**Given task**
Arrange the items below as a Markdown table with the columns Row and Line, numbering each line and skipping blank lines. Leave the pictures out of your answer.

start Data provided

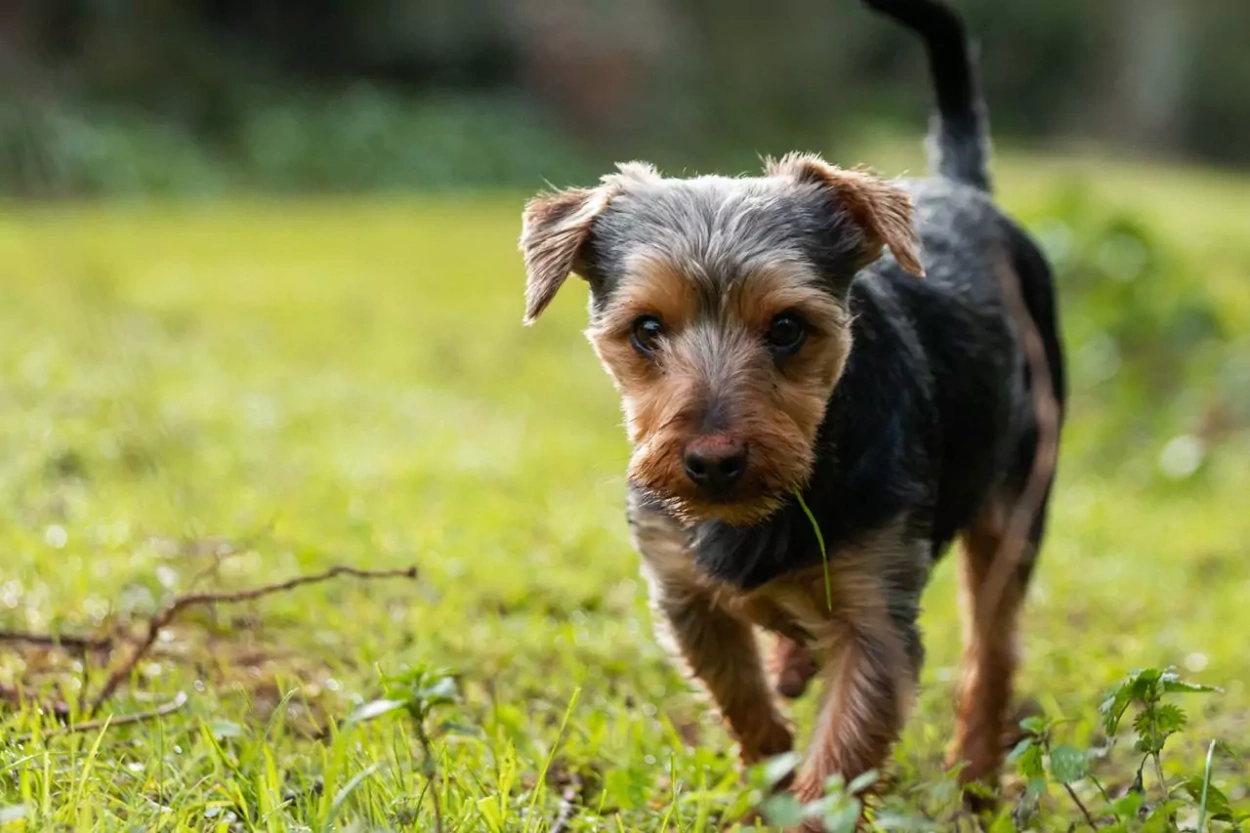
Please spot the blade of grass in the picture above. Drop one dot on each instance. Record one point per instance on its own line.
(546, 764)
(1206, 786)
(824, 553)
(343, 794)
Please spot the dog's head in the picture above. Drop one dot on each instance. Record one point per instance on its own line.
(719, 308)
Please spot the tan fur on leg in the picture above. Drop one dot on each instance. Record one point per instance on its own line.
(989, 659)
(790, 667)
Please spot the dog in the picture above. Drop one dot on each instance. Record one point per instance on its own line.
(824, 385)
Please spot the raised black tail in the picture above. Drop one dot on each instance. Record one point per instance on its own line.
(959, 138)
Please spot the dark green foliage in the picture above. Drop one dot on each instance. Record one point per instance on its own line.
(1041, 762)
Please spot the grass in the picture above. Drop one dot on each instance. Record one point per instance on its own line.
(229, 393)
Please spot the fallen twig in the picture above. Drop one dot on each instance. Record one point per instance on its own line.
(58, 641)
(113, 721)
(18, 697)
(170, 612)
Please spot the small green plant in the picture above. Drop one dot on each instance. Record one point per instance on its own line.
(1044, 762)
(419, 692)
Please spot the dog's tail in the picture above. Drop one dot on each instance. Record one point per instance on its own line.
(959, 139)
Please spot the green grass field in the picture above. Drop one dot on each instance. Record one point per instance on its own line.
(224, 394)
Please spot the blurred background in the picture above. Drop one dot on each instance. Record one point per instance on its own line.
(195, 96)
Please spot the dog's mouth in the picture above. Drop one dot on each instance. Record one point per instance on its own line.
(741, 508)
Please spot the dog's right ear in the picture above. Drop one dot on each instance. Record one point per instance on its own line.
(554, 230)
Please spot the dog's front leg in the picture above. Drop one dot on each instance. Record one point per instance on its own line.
(870, 656)
(721, 652)
(716, 647)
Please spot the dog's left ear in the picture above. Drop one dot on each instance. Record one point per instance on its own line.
(881, 210)
(554, 230)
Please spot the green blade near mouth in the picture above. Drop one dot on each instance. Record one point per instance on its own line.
(820, 540)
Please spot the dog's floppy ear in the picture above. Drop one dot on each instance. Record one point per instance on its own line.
(554, 229)
(881, 210)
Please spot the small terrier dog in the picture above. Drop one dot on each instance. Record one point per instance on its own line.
(813, 423)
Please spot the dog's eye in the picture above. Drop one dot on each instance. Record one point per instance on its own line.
(645, 335)
(786, 333)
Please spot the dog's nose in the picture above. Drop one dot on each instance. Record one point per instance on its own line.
(716, 464)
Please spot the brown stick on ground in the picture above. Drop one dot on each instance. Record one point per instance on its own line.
(170, 612)
(58, 641)
(109, 722)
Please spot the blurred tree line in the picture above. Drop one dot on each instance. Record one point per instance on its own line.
(105, 95)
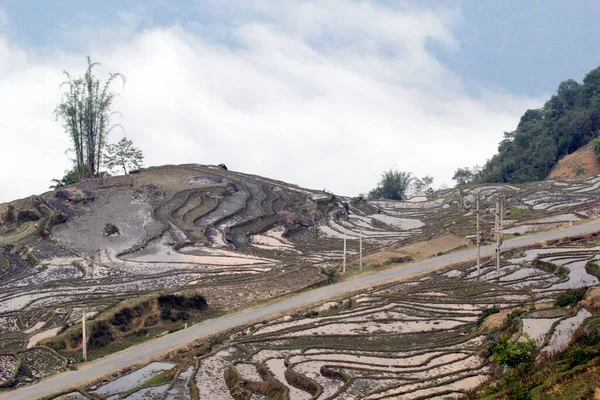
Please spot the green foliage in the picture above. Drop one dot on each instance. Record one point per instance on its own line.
(330, 274)
(50, 221)
(579, 170)
(178, 302)
(71, 176)
(393, 185)
(85, 110)
(4, 264)
(123, 155)
(9, 216)
(578, 355)
(515, 353)
(101, 335)
(566, 122)
(26, 216)
(597, 147)
(123, 317)
(593, 268)
(571, 296)
(464, 176)
(422, 186)
(486, 313)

end Data provided

**Answer to this exercise**
| Row | Line |
|---|---|
| 1 | Please spot the blade of grass in the picture above. Drop one dot on each instance. Record one point per instance on its own line. |
| 2 | (546, 764) |
| 3 | (1206, 786) |
| 4 | (824, 553) |
| 5 | (343, 794) |
| 6 | Please spot the dog's head in the picture above. Drop one dot on each instance. Record one point per instance on its own line. |
| 7 | (719, 308) |
| 8 | Please spot the tan fur on leg in the picture above. Drop one dot on each instance. Record one point per instance on its own line. |
| 9 | (989, 659) |
| 10 | (790, 667) |
| 11 | Please spot the dog in the picture above. Drop one dot on each instance. Record one point per instance on its own line. |
| 12 | (824, 385) |
| 13 | Please spot the raised black tail in the picture above. Drop one dot on each instance. Record one point per instance on its own line. |
| 14 | (959, 138) |
| 15 | Please spot the dark green foliage in the picture above. Drop one dot on each instance. Record one point per instance on its own line. |
| 16 | (1041, 762) |
| 17 | Please spot the grass in the picture above. Drop one dot on each instance. Record one point per instance on its own line. |
| 18 | (229, 393) |
| 19 | Please spot the fallen twig in the picture above. Drop one dot on each instance. Record one point per instance on its own line. |
| 20 | (58, 641) |
| 21 | (113, 721) |
| 22 | (18, 697) |
| 23 | (170, 612) |
| 24 | Please spot the small green plant in the picture above. Drop one dot on each instance. Record one point per instance on its own line. |
| 25 | (1044, 762) |
| 26 | (419, 692) |
| 27 | Please spot the dog's tail in the picture above. Drop one dot on each instance. Record one point per instance on its own line. |
| 28 | (959, 139) |
| 29 | Please spot the green grass field in the picture above. Drop one dot on each instance. Record one point per instance on its own line. |
| 30 | (224, 394) |
| 31 | Please spot the blurred background in the picture above. Drop one dot on each instance. Record one point per instance on its own line. |
| 32 | (195, 96) |
| 33 | Please spot the dog's mouth in the picture above. Drop one dot on each instance. Record one point per instance on its own line. |
| 34 | (741, 508) |
| 35 | Please spot the dog's right ear in the picture above. Drop one dot on each instance. Record one point per instance on its own line. |
| 36 | (554, 230) |
| 37 | Please spot the dog's front leg in the picture above. Drop one dot on each instance. Record one point per instance on its own line. |
| 38 | (870, 656) |
| 39 | (721, 652) |
| 40 | (716, 647) |
| 41 | Please spot the dog's left ear in the picture above. Drop one dot on each instance. Record one point per instance on its own line. |
| 42 | (881, 210) |
| 43 | (554, 230) |
| 44 | Please spot the green blade near mouth in the picture above. Drop one dot on each instance. Record one point per instance on its own line. |
| 45 | (820, 540) |
| 46 | Please spot the dog's floppy ear in the picture above. Drop one dot on each instance. Record one point per instance on its own line. |
| 47 | (554, 229) |
| 48 | (881, 210) |
| 49 | Please spot the small terrier dog in the picture above. Drop one dot on each instance. Record one point per instance on its own line. |
| 50 | (813, 423) |
| 51 | Please spot the dog's eye in the picture above. Drop one dot on each instance. Record one point per instance on its own line. |
| 52 | (645, 335) |
| 53 | (786, 333) |
| 54 | Please spot the dog's nose in the picture above. Drop one dot on each instance. Record one point per instance on its own line. |
| 55 | (716, 464) |
| 56 | Please spot the brown stick on ground in the picture above. Drop one dot on each instance. Record one point per instance on its own line. |
| 57 | (170, 612) |
| 58 | (58, 641) |
| 59 | (109, 722) |
| 60 | Please spot the blurred tree line in the picture above. Drop one dot on each instance. Record one point per instance on its own line. |
| 61 | (105, 95) |
| 62 | Please spot the green foliage in the picture above. Drop one dot on each instance. Record one point per instance on its own line. |
| 63 | (330, 274) |
| 64 | (50, 221) |
| 65 | (579, 170) |
| 66 | (178, 302) |
| 67 | (71, 176) |
| 68 | (393, 185) |
| 69 | (85, 110) |
| 70 | (4, 264) |
| 71 | (123, 155) |
| 72 | (9, 216) |
| 73 | (578, 355) |
| 74 | (515, 353) |
| 75 | (101, 335) |
| 76 | (566, 122) |
| 77 | (26, 216) |
| 78 | (597, 147) |
| 79 | (123, 317) |
| 80 | (593, 268) |
| 81 | (571, 296) |
| 82 | (464, 176) |
| 83 | (422, 186) |
| 84 | (486, 313) |